Stored dataset items.
========
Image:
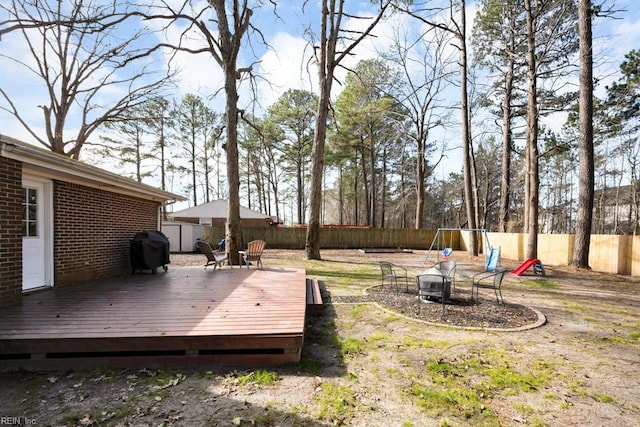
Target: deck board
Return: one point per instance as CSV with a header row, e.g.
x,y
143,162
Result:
x,y
189,310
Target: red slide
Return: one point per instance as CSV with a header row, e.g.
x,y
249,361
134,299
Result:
x,y
537,267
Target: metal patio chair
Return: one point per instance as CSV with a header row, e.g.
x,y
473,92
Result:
x,y
390,273
214,258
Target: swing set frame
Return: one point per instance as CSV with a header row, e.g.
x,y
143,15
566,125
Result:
x,y
438,237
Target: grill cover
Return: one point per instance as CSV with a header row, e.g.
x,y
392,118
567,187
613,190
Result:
x,y
149,250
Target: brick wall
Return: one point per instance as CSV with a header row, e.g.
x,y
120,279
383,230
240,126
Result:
x,y
92,230
10,231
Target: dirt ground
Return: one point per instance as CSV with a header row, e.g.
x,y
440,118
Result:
x,y
365,365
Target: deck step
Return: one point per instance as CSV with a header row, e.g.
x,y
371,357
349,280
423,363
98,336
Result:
x,y
314,297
========
YOUR TASK. Would you copy every entry exactly as it stands, leaving out the pictures?

EXERCISE RESULT.
Image:
Target: deck board
Return: one point per instance as CSV with a header row, e.g.
x,y
143,162
Result:
x,y
189,310
Target: red slide
Return: one point per instance as CSV with a header row, e.g.
x,y
249,361
134,299
Result:
x,y
537,267
Target: metal patio chair
Return: one point per instance as CSV with a header row, e.g.
x,y
473,92
Result:
x,y
390,273
214,258
Target: swing set frame
Return: one point per instance as CSV with a header row, e.g.
x,y
143,15
566,125
Result:
x,y
438,237
Target: grill cover
Return: one point per instance as CSV with a header row, e.g.
x,y
392,118
567,187
613,190
Result:
x,y
149,250
Target: brick wall
Return: one point per instance as CSV with a header row, e.g.
x,y
120,279
383,230
240,126
Result:
x,y
92,230
10,231
Target: dirt ground
Return: one point per instance as CSV with a header row, e.g.
x,y
440,118
Result:
x,y
365,365
Target: deck step
Return: one point per instance as CSV with a header row, e.g.
x,y
371,357
349,280
423,363
98,336
Result:
x,y
314,297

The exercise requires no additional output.